GOAL OF THE EXERCISE - A word-for-word copy of the entries, with images excluded, is the expected answer.

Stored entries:
━━━━━━━━━━━━━━━━

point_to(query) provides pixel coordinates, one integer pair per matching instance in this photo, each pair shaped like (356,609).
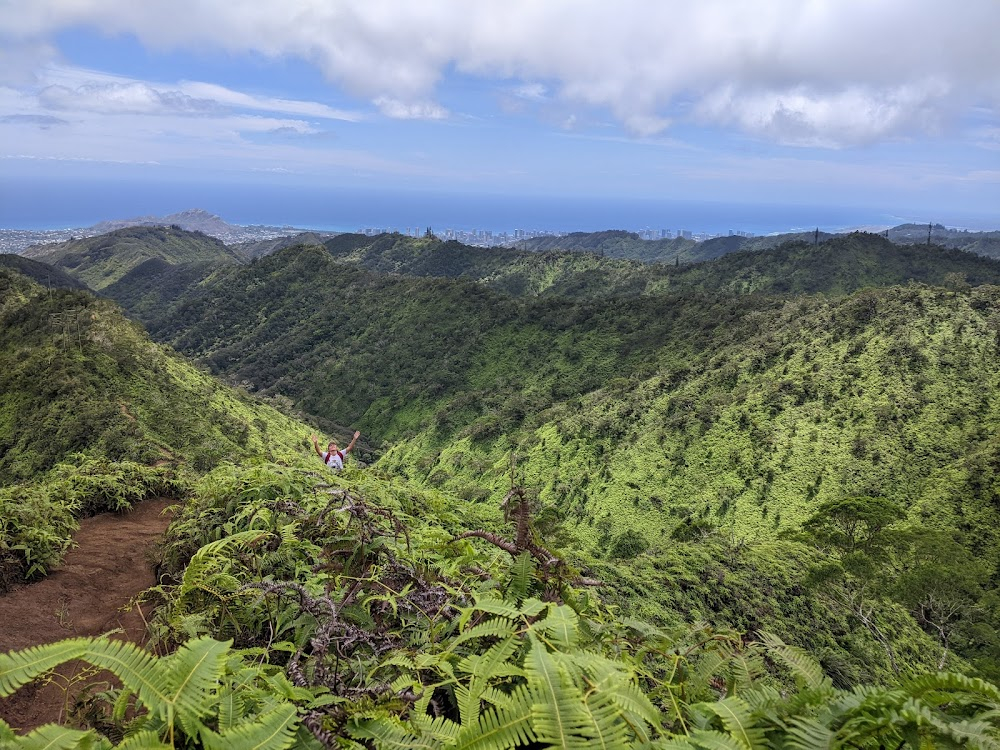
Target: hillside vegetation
(838,265)
(597,521)
(94,416)
(102,260)
(647,424)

━━━━━━━━━━━━━━━━

YOUR SOLUTION -
point_to(query) provides pixel coordinates, one integer pair per matching instance in this photo, each pair shaped like (356,609).
Target: hillside vegetation
(838,265)
(597,521)
(94,416)
(102,260)
(647,424)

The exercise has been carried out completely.